- **Input for this task**
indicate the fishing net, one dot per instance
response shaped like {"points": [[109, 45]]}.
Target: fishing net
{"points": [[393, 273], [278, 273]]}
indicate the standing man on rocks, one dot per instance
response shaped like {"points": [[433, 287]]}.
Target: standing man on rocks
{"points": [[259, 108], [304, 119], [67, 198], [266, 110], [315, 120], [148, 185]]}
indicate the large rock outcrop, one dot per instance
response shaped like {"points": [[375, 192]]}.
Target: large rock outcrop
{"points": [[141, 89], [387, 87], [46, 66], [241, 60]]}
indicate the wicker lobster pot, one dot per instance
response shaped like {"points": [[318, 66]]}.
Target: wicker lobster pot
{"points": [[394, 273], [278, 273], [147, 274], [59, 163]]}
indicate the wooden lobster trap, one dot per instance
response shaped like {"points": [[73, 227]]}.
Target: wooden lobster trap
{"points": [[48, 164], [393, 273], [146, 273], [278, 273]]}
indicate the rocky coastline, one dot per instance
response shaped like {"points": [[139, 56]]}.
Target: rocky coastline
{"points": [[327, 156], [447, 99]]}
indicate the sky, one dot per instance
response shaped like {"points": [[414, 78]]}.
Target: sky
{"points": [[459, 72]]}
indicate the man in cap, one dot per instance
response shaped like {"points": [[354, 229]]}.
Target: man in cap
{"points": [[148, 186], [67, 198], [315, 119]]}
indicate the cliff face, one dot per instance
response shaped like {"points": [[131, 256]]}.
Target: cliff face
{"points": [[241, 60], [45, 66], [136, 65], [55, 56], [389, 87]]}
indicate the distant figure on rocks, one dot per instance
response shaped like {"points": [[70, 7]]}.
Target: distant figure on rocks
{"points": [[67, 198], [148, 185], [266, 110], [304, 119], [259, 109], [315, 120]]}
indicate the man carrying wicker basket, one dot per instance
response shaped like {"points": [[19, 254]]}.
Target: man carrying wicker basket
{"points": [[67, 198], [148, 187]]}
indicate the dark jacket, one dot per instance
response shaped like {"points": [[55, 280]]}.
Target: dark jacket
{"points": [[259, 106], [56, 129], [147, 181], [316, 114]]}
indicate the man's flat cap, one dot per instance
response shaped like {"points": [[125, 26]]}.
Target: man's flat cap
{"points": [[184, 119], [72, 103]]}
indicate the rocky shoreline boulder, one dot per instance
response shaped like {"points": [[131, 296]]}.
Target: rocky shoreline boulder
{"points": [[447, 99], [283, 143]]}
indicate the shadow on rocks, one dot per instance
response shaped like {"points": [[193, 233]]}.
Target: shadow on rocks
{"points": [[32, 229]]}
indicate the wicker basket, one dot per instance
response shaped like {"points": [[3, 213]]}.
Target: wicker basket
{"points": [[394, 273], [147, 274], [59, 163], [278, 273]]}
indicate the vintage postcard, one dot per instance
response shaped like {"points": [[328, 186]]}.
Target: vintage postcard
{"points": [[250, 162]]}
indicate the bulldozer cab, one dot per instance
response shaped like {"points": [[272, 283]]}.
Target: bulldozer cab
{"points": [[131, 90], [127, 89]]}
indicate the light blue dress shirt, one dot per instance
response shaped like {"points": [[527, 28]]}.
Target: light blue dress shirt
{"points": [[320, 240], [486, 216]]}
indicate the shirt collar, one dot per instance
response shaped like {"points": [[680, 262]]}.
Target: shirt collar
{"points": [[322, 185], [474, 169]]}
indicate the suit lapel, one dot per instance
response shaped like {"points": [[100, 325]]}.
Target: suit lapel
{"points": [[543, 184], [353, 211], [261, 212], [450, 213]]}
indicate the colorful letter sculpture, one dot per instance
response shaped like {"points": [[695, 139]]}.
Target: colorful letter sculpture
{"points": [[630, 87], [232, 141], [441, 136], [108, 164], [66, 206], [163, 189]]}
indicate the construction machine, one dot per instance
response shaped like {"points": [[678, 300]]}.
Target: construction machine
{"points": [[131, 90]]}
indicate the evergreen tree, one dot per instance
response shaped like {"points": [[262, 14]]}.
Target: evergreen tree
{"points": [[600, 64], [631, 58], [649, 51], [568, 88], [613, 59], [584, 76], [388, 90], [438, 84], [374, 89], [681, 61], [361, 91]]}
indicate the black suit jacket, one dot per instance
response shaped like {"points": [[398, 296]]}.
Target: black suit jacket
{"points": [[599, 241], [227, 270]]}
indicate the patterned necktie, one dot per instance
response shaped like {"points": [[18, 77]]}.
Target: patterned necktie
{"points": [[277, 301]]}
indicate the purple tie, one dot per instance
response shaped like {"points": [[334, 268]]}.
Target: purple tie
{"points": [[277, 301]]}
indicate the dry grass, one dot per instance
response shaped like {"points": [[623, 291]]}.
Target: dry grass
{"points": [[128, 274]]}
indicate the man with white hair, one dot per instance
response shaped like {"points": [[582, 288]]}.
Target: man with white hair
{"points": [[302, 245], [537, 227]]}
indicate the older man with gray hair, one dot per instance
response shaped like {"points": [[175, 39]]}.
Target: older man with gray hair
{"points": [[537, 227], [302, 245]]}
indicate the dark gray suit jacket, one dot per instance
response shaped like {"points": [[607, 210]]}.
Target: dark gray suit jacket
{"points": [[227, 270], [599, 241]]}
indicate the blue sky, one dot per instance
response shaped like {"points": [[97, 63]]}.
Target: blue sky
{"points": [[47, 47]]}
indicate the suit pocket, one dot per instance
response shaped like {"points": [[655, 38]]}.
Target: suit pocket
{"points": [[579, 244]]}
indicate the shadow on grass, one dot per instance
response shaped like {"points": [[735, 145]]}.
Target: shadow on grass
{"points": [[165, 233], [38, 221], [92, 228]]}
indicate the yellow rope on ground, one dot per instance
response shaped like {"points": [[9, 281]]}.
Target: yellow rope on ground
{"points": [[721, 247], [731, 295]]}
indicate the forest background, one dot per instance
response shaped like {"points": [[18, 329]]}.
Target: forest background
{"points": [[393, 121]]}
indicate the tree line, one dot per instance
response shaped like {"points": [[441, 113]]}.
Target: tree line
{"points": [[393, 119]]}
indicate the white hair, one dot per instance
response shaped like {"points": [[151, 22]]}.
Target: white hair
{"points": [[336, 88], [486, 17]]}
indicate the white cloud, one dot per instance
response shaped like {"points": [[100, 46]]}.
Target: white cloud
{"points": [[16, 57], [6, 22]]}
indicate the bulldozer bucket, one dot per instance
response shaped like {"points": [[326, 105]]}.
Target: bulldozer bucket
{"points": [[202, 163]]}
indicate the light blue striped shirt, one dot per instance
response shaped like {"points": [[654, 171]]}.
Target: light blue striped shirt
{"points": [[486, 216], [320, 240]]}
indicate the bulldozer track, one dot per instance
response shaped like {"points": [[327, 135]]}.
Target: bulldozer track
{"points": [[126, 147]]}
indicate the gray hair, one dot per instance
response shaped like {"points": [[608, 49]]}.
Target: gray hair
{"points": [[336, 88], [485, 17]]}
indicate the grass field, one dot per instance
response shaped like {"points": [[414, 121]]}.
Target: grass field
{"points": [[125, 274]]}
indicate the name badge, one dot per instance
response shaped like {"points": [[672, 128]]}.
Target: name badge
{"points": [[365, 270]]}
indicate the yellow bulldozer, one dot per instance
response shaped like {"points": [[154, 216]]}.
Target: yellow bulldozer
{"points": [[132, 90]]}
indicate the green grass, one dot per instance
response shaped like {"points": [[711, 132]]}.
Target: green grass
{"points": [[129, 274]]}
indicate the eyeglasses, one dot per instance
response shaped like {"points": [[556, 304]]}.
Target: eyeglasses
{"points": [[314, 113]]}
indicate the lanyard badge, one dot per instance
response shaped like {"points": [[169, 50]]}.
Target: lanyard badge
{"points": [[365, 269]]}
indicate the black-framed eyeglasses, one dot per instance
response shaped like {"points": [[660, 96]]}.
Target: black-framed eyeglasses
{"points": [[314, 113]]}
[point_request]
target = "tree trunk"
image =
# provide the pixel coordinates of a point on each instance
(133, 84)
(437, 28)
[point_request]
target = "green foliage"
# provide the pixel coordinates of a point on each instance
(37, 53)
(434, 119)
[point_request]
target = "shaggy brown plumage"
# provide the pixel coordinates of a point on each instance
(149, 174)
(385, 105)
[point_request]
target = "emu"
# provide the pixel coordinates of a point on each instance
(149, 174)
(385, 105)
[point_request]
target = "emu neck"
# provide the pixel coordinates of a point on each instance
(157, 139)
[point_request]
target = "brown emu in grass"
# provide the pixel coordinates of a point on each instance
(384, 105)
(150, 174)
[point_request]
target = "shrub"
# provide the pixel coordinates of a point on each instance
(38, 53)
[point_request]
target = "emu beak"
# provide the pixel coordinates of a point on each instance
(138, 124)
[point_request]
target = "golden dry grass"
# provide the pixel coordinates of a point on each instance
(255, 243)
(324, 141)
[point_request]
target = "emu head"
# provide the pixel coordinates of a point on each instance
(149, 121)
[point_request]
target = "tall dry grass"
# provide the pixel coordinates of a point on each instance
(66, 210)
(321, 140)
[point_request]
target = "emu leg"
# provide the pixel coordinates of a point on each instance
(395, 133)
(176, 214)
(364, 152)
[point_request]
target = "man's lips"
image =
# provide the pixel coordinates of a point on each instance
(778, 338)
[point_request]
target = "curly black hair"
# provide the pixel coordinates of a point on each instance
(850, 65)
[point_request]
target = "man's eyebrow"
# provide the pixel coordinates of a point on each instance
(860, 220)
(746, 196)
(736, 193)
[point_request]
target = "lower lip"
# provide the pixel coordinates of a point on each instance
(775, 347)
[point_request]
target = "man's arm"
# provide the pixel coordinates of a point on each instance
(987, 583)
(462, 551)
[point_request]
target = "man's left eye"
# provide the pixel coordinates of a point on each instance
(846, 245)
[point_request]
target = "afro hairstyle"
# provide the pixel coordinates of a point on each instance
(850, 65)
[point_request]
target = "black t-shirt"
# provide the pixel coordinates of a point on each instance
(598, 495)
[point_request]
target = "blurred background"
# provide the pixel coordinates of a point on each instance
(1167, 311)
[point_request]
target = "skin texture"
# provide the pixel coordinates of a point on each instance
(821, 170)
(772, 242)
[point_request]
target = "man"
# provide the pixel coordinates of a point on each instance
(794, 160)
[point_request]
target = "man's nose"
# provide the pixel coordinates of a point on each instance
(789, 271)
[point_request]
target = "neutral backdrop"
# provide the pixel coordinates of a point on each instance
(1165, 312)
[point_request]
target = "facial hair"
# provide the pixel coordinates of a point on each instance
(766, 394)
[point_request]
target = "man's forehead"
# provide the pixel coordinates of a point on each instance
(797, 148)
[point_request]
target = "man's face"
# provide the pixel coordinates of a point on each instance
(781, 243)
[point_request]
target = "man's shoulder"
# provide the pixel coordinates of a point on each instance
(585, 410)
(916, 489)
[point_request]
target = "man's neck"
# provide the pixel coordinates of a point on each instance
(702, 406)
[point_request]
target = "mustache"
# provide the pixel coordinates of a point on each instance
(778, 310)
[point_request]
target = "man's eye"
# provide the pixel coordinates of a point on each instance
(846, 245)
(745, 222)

- **Brief**
Locate every line in the items above that contains the word "white" and copy each such line in full.

- **Result of this task**
indicate the man with white hair, one dot per instance
Target: man with white hair
indicate the white hair, one dot per instance
Target: white hair
indicate the white cloud, one dot per instance
Target: white cloud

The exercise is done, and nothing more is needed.